**** Dataset records ****

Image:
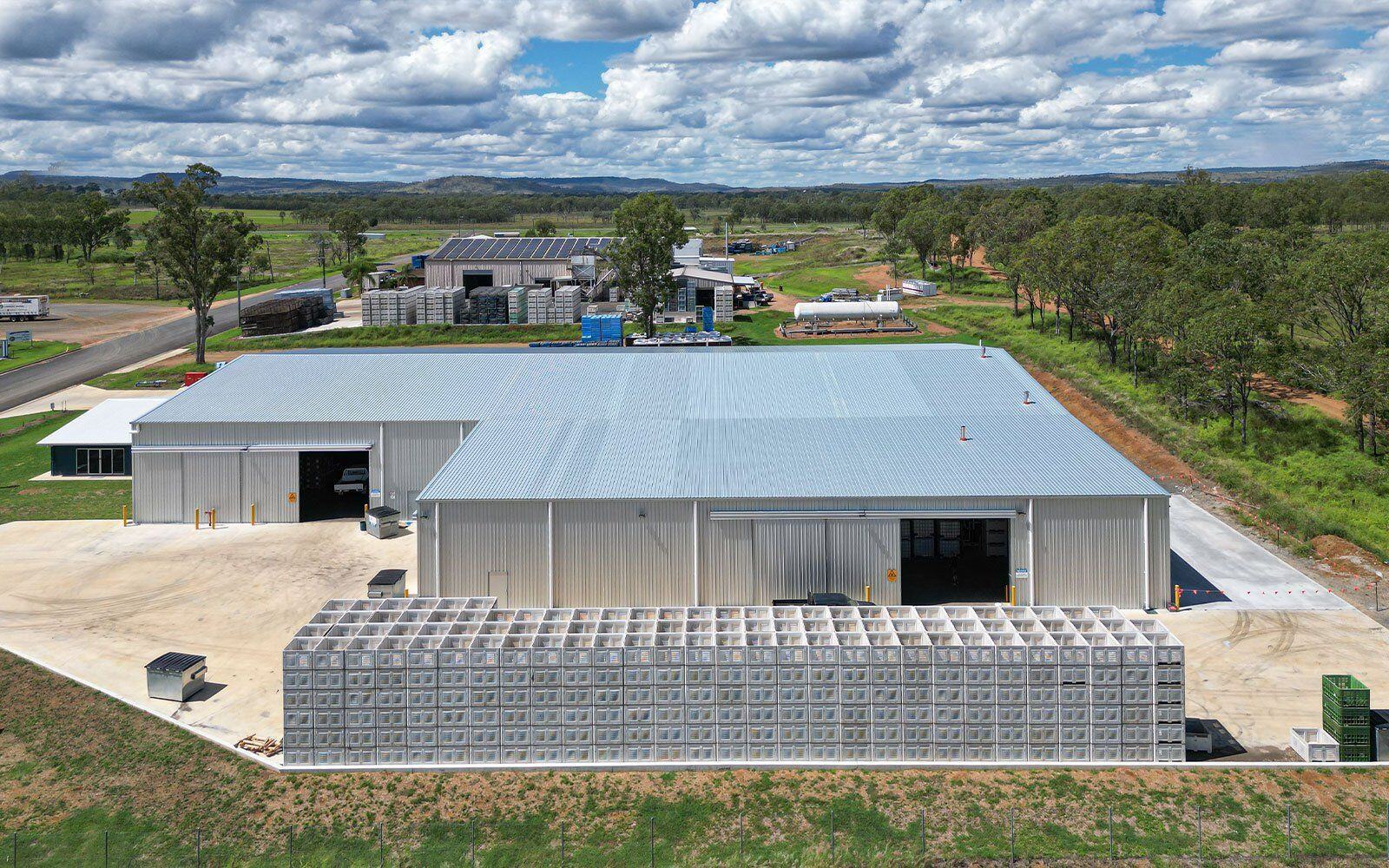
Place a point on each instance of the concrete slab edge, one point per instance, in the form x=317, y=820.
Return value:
x=840, y=766
x=188, y=728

****

→ Aim: Return every row above word for word, omitting the pictures.

→ Exercise answer:
Image:
Place a point on each instance of the concrete slab edge, one point per instance, in the form x=317, y=820.
Return value:
x=840, y=766
x=188, y=728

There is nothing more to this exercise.